→ Task directions
Count how many lines of the records below contain the word "house", and reply with that number alone.

(Data items)
= = = =
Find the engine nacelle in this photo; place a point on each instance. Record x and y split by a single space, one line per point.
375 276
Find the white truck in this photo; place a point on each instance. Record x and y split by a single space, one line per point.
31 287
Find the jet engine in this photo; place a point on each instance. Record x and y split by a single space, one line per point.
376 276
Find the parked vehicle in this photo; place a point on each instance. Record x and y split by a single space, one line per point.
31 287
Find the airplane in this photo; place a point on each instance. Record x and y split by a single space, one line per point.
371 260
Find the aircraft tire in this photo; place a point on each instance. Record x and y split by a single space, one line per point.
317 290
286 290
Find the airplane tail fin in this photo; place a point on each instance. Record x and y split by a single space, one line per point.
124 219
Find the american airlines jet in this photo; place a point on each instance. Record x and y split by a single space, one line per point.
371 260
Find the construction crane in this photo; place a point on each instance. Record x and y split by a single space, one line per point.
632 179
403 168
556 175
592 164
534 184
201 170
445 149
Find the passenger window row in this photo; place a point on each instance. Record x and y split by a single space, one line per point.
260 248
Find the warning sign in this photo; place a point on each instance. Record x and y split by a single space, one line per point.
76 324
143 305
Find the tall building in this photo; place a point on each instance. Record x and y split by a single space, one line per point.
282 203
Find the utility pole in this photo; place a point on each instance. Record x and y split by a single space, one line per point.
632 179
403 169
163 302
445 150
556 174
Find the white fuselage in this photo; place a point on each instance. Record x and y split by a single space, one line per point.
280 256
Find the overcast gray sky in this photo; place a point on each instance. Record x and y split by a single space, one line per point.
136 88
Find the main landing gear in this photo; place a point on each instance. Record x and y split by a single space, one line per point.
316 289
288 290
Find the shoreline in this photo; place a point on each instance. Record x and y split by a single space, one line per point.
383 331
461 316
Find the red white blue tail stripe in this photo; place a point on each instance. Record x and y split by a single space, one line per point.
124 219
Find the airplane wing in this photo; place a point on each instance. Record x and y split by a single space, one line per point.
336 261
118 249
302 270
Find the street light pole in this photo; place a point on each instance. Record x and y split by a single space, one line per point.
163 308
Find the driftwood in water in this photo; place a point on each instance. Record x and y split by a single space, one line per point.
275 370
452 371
= = = =
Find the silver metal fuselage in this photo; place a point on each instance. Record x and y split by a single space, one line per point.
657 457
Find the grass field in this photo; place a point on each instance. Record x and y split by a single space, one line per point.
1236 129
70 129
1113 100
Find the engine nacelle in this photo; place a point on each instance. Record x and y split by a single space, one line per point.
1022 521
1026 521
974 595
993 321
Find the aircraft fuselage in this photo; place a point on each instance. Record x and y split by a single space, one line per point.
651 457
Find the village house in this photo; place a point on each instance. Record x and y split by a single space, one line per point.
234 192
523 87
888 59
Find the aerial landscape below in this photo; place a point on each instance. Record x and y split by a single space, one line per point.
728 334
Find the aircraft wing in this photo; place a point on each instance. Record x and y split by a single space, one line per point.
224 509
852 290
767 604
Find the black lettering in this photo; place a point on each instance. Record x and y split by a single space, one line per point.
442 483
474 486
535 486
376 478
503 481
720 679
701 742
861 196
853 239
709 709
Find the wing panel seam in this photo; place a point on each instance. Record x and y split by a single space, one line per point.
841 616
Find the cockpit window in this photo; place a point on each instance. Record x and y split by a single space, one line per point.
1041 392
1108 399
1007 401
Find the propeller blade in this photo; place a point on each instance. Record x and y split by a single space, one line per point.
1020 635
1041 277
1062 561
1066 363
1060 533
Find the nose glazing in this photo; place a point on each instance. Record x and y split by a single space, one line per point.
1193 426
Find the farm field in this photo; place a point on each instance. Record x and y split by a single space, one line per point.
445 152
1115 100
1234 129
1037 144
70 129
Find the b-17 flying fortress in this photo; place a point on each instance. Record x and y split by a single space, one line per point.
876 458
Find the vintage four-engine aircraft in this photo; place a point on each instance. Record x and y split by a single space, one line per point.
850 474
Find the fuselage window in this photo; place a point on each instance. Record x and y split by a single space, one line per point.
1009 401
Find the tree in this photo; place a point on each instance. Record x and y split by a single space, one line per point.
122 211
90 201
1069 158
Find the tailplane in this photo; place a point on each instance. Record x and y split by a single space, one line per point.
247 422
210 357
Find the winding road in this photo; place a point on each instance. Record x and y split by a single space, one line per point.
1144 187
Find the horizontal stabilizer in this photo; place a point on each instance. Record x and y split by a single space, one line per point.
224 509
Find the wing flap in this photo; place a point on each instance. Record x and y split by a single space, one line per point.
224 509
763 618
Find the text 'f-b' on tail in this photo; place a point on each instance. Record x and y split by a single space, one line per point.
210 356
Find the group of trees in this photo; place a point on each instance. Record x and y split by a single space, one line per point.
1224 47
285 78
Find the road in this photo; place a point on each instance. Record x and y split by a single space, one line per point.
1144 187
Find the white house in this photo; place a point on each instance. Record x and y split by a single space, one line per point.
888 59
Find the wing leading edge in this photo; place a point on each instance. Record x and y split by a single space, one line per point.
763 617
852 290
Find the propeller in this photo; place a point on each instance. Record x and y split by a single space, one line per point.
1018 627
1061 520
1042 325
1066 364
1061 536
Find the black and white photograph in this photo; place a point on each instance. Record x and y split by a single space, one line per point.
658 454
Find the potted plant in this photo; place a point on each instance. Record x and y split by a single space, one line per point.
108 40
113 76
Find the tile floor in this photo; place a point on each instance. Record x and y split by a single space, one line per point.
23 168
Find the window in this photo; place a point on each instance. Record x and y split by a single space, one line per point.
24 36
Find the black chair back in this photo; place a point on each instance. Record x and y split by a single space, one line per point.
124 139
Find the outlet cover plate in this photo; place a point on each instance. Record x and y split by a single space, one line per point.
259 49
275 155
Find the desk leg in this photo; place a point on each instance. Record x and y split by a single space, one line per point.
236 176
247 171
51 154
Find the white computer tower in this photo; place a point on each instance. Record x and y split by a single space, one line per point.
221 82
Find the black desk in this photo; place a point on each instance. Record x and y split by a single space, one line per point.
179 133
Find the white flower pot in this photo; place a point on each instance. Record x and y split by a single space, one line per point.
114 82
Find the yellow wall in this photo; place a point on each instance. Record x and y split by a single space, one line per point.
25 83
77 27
= = = =
→ Output of the task
2